--- GIVEN EXERCISE ---
What is needed is an exact copy of the entries below, from the line that contains "Highlight-reel tagging: indicate the large" through the final line, both included, and nothing else.

------ ITEMS

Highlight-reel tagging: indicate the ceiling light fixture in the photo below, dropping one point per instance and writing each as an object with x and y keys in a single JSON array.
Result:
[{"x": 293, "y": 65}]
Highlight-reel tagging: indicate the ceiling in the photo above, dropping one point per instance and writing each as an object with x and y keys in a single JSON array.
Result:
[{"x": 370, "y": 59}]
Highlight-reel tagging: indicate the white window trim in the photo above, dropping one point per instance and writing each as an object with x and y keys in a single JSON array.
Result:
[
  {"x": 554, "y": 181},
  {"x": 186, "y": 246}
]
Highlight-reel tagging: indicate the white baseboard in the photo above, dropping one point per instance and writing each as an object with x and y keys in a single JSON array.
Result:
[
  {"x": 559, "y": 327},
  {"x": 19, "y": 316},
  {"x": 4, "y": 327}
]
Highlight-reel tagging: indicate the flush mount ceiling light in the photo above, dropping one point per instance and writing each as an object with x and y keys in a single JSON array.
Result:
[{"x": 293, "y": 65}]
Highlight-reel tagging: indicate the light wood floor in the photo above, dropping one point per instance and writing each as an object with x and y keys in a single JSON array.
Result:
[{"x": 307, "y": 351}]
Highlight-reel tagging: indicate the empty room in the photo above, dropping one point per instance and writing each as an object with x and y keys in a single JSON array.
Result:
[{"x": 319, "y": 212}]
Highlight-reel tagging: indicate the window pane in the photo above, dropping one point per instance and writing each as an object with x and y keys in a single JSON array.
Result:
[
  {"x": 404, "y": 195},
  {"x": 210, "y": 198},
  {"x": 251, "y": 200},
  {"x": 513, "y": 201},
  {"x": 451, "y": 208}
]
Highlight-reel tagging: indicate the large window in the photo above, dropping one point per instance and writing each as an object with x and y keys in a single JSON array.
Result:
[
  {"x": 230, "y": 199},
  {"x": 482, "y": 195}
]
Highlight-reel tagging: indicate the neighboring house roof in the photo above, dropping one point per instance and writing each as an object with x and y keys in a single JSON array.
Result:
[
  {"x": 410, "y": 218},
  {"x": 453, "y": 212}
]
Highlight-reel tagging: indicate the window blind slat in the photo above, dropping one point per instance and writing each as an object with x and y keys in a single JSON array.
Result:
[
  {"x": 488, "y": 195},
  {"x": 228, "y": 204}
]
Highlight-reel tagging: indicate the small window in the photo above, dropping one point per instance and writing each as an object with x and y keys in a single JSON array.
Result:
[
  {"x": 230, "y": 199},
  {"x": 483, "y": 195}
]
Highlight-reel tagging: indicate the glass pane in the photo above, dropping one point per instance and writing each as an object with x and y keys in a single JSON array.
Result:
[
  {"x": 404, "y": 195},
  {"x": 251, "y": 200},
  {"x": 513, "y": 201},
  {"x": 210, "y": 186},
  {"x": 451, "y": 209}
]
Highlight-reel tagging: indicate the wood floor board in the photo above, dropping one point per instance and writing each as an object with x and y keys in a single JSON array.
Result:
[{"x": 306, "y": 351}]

------------

--- PROBLEM SOLUTION ---
Highlight-reel tagging: indicate the large window in the photo above, dropping one point per instance and writing each as an object with x and y keys in a single JSON array.
Result:
[
  {"x": 230, "y": 199},
  {"x": 482, "y": 195}
]
Highlight-reel tagging: indicate the neighboring house roof in the photo above, dropping one point per instance and writing each as an object with x and y keys in a single JSON array.
Result:
[
  {"x": 410, "y": 218},
  {"x": 453, "y": 212}
]
Highlight-reel tagging: indicate the window blind slat in the photo above, dropping one point per instance and writing each as an object with x and y keys in a single JSON array.
Result:
[
  {"x": 488, "y": 195},
  {"x": 228, "y": 204}
]
Highlight-reel tagging: indicate the small window in the photo above, dropping one point per instance and writing each as an object with x and y keys in a single JSON array.
Result:
[
  {"x": 230, "y": 199},
  {"x": 483, "y": 195}
]
Highlight-reel tagging: indicate the glass pane in the photo above, dropping one point per instance and writing each as an object with x and y keys in a single JSON array.
Result:
[
  {"x": 404, "y": 195},
  {"x": 251, "y": 200},
  {"x": 513, "y": 201},
  {"x": 210, "y": 186},
  {"x": 451, "y": 209}
]
Highlight-reel tagging: indicate the wood floor board in the photo above, dropping one point per instance and writing each as an object with x and y keys in a single JSON array.
Result:
[{"x": 306, "y": 351}]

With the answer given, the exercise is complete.